**Conjunto de tarefas**:
1) Reproduza fielmente o trecho da crônica que vai de "E, aqui, aproveito" a "Tabacaria Cruz Azul.".
2) Responda, com base na crônica:
(a) Que idade a crônica diz estar prestes a ser completada?
(b) Por qual tipo de fumo a crônica anuncia que vai começar?
(c) Que palavra a crônica sugere que donos de bares e restaurantes acrescentem ao nome do negócio?

**Texto extraído**:
***

Crônica

Panificadora e Tabacaria Nossa Senhora de Fátima

Marcelo Mirisola*
Uma vez acendi uma porcaria de um cigarro, e fui ao espelho ver o resultado. Não rolou. Me senti um pateta soltando fumacinha. Não combino com cigarro. Mas tem uma coisa que combina ainda menos comigo: o Estado se metendo na minha vida. Isso eu não tolero, além de fazer mal para saúde, é devastador para o espírito... até para um espírito de porco feito o meu.

Diante dessa lei cretina que quer se meter na vida das pessoas, só tenho uma coisa a fazer: começar a fumar. Às vésperas de completar 43 anos. Trata-se de uma decisão política. Quero que se dane: só pra zoar, vou me permitir as primeiras baforadas, e espero sinceramente me viciar em altos teores de nicotina e alcatrão, quanto mais toxinas e ameaças de cânceres, mutilação e impotência , maior a liberdade que pretendo advogar. Em tempo: “advogar” quer dizer “trazer para si”. Ou seja, tragar. Vou começar pelos charutos.

E, aqui, aproveito para fazer uma sugestão a donos de bares, restaurantes e similares e não similares: acrescente o nome “Tabacaria” ao seu negócio, e pronto. A lei burra permite tabacarias. Imaginem só. Panificadora e Tabacaria Nossa Senhora de Fátima. Ou Casa de Colchões e Tabacaria Sonho dos Reis, e assim por diante. Se bobear vai ter até Farmácia, Bar e Tabacaria Cruz Azul.

***

Dados de localização com um ponto por instância
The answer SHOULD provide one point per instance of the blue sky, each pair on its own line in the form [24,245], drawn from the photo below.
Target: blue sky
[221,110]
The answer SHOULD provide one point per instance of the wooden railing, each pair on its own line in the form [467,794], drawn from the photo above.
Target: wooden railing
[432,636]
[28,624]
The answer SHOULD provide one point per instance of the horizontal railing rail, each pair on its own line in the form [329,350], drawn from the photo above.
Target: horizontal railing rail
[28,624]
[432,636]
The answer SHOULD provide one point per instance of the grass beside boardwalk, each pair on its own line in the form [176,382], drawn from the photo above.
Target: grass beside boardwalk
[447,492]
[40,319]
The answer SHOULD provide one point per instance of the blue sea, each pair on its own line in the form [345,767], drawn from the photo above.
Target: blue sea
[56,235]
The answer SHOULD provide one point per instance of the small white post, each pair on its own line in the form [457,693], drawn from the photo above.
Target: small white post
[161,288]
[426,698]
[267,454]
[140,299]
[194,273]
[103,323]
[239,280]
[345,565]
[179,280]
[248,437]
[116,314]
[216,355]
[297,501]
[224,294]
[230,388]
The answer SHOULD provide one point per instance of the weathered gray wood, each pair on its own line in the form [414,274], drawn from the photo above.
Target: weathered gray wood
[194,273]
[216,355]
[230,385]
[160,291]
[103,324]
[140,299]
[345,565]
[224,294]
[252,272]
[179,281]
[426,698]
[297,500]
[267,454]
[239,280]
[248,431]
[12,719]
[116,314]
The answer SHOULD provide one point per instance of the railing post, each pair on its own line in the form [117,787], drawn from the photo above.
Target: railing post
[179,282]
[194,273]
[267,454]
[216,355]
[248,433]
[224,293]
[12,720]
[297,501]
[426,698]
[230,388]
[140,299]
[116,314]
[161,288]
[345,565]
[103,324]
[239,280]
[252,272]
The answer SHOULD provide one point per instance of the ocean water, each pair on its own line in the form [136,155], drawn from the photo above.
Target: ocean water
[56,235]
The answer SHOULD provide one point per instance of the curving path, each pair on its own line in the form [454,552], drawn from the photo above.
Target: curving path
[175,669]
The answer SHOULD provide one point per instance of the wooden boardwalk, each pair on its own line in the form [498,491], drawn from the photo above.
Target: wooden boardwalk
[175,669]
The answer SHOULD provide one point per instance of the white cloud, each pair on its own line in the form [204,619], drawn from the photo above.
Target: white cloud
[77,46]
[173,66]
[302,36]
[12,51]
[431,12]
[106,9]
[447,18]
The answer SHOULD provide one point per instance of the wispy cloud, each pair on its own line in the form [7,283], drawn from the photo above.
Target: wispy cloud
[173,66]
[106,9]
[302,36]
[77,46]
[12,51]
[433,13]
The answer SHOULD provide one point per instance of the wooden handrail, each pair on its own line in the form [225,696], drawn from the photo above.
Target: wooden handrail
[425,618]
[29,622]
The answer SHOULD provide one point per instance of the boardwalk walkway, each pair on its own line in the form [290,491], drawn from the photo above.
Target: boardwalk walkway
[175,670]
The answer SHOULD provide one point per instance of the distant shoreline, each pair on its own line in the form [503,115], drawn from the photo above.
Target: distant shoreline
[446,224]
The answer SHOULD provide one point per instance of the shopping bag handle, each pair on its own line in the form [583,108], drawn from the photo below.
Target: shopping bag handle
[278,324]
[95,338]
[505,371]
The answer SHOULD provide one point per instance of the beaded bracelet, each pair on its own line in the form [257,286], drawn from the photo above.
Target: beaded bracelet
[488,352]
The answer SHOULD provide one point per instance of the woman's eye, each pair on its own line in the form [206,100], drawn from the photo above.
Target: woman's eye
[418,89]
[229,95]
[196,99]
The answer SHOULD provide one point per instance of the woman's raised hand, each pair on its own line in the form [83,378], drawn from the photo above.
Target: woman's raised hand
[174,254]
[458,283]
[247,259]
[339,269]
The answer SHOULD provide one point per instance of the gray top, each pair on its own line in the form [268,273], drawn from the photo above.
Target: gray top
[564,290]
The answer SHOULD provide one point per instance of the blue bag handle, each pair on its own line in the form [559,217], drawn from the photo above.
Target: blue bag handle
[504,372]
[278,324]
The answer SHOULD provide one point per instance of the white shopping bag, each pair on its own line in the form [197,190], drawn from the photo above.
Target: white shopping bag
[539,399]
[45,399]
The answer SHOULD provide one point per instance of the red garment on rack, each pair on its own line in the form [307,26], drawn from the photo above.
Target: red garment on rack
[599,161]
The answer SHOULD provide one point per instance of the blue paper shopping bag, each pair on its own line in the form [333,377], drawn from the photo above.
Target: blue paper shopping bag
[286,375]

***

**Respostas**:
1)
E, aqui, aproveito para fazer uma sugestão a donos de bares, restaurantes e similares e não similares: acrescente o nome “Tabacaria” ao seu negócio, e pronto. A lei burra permite tabacarias. Imaginem só. Panificadora e Tabacaria Nossa Senhora de Fátima. Ou Casa de Colchões e Tabacaria Sonho dos Reis, e assim por diante. Se bobear vai ter até Farmácia, Bar e Tabacaria Cruz Azul.

2)
(a) 43 anos.
(b) Pelos charutos.
(c) "Tabacaria".